# The task:
Filter the entries down to the lines holding "below", then copy those lines.

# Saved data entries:
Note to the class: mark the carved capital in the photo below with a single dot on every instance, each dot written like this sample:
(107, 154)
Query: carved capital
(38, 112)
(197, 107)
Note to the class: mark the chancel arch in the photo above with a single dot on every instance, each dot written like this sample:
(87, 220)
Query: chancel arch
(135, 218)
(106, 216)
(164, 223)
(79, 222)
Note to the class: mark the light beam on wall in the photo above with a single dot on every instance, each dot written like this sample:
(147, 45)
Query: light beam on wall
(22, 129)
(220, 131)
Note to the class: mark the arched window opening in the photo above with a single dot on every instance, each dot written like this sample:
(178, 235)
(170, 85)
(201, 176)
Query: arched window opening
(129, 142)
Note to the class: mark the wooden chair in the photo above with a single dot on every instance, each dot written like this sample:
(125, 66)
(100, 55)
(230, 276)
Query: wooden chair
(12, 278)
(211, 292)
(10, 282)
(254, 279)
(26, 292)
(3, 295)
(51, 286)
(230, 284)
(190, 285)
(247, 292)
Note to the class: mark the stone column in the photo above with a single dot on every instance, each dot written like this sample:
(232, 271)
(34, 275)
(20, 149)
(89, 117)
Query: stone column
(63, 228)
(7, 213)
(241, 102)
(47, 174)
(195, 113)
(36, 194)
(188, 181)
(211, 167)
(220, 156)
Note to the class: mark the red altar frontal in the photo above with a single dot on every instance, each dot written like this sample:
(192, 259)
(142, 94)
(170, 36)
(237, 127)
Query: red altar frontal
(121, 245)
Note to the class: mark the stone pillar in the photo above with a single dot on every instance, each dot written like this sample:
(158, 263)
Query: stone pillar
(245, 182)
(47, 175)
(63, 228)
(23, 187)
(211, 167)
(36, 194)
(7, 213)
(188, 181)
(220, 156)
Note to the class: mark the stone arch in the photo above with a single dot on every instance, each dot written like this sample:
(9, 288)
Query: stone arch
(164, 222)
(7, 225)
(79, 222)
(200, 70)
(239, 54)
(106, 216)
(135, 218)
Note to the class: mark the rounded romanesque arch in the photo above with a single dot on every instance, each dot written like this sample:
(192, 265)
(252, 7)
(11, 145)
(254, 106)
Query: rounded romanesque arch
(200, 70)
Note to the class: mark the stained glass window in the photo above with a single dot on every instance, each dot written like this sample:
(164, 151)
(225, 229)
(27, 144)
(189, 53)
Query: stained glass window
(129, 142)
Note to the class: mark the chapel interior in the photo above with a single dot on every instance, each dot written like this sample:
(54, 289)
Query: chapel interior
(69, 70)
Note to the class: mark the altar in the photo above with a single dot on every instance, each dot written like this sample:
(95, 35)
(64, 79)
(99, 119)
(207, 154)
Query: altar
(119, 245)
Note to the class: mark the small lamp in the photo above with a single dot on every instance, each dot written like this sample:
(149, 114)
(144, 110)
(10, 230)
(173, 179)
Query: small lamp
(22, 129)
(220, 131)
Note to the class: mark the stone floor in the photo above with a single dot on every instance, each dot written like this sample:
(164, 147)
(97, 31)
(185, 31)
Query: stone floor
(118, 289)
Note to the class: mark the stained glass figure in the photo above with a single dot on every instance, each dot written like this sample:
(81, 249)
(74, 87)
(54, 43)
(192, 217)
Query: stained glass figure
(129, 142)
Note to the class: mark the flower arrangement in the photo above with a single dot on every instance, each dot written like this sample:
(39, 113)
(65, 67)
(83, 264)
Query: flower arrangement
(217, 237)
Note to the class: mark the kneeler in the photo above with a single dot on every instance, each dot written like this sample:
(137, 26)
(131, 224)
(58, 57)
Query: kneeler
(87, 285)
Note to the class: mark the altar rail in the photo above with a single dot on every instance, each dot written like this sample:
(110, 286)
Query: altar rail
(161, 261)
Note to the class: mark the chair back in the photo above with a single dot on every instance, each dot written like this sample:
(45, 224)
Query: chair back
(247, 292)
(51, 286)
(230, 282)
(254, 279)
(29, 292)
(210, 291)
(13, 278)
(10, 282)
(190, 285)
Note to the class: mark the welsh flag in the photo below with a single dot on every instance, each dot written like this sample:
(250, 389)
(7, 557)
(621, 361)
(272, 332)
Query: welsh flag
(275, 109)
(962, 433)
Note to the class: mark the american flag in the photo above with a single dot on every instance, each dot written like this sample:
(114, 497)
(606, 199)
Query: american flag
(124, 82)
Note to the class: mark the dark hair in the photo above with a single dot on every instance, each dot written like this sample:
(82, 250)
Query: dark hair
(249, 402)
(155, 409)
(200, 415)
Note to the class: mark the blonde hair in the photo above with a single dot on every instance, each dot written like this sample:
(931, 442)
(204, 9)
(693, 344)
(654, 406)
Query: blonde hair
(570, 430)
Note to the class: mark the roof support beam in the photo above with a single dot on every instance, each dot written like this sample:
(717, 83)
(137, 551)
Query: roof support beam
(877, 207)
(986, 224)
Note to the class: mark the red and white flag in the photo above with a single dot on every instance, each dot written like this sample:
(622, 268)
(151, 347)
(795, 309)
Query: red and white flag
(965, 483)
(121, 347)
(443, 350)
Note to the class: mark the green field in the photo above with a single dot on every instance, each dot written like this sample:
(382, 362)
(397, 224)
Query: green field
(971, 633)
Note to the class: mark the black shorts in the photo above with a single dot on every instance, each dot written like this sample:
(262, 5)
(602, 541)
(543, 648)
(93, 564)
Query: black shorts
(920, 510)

# Exercise output:
Note to the class: mark the carved capital in the photo below with a single dot on every instance, each dot written like this sample:
Note to the class: mark the welsh flag in the photo below with a single dot on every instance, each dot written like this sample:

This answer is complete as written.